---------- Entries ----------

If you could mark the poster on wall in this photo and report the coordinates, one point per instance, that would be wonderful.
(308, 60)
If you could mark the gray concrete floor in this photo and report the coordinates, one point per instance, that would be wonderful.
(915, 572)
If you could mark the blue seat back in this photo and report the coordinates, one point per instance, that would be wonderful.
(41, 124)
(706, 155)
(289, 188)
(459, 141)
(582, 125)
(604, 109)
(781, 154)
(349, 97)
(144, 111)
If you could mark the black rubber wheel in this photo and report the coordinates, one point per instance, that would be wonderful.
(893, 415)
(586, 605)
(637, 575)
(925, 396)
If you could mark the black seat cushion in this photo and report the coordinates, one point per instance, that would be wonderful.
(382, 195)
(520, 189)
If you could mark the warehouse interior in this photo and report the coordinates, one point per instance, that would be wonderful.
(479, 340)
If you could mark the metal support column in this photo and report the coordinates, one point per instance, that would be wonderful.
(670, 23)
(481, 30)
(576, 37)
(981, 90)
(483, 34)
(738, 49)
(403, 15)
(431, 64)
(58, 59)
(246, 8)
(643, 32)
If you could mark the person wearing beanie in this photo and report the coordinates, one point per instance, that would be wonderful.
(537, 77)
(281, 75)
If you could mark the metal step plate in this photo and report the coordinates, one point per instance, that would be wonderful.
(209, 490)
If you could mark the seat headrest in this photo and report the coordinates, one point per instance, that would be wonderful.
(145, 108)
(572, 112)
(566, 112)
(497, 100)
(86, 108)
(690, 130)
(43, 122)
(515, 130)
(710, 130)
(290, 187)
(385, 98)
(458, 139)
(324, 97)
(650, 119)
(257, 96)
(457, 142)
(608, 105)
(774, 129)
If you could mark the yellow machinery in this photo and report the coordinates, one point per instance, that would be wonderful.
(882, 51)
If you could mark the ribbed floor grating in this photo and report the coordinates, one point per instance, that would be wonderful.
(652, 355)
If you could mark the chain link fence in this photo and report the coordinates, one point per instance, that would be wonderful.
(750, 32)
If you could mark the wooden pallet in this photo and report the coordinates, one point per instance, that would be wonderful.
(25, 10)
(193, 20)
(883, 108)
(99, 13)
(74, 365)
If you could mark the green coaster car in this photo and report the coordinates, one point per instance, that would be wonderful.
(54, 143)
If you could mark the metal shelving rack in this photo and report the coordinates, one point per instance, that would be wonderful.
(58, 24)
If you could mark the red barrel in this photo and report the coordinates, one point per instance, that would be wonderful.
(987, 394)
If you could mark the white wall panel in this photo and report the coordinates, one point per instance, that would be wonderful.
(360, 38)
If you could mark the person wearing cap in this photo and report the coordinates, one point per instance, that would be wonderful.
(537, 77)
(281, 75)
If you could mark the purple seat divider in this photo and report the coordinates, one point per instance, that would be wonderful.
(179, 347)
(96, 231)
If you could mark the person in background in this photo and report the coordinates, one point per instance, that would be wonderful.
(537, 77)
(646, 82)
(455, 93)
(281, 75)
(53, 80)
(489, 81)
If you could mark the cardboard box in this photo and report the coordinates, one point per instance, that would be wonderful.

----------

__What you are asked to do__:
Put the data from the line that contains "If you could mark the seat" through the end of the data, both ends included, into a JSON list of strings, one string per line, leaving out blank lines.

__Result below__:
[
  "If you could mark the seat headrest in this photo and report the coordinates, one point per instance, that would be wonderful.",
  "(145, 108)",
  "(572, 112)",
  "(566, 112)",
  "(497, 100)",
  "(86, 108)",
  "(690, 130)",
  "(43, 122)",
  "(515, 130)",
  "(710, 130)",
  "(290, 187)",
  "(385, 98)",
  "(458, 139)",
  "(324, 97)",
  "(650, 119)",
  "(257, 96)",
  "(457, 142)",
  "(608, 105)",
  "(774, 129)",
  "If you could mark the yellow machinery in this photo and report the coordinates, one point per instance, that would be wonderful.",
  "(882, 51)",
  "If you could mark the ribbed floor grating in this photo and report the coordinates, one point per instance, that would be wonderful.",
  "(652, 355)",
  "If you could mark the chain link fence in this photo and report the coordinates, one point per instance, that would be wonderful.",
  "(750, 32)",
  "If you could mark the wooden pallet in this photo and report the coordinates, one point per instance, that would be wonderful.",
  "(25, 10)",
  "(193, 20)",
  "(883, 108)",
  "(99, 13)",
  "(74, 365)",
  "If you could mark the green coaster car in this photo and report the coordinates, one point per instance, that would be wonderful.",
  "(54, 143)",
  "If you could mark the metal shelving rack in this photo and report the coordinates, one point per instance, that would be wonderful.",
  "(58, 24)",
  "If you could mark the red barrel in this photo and report the coordinates, one point per instance, that would be wonderful.",
  "(987, 394)",
  "If you could mark the white wall panel in this photo and report the coordinates, one point per instance, that would be wonderful.",
  "(360, 38)",
  "If you could mark the person wearing cap in this photo and report the coordinates, one point per instance, that would be wonderful.",
  "(537, 77)",
  "(281, 75)",
  "If you could mark the purple seat divider in this photo and report the coordinates, one point per instance, that would be wonderful.",
  "(179, 347)",
  "(96, 231)",
  "If you could mark the person in background in this photo and report the coordinates, one point per instance, that would be wonderful.",
  "(537, 77)",
  "(646, 82)",
  "(455, 93)",
  "(281, 75)",
  "(53, 80)",
  "(489, 81)",
  "If you could mark the cardboard box in this photo and report the coordinates, one point per instance, that would be wonderful."
]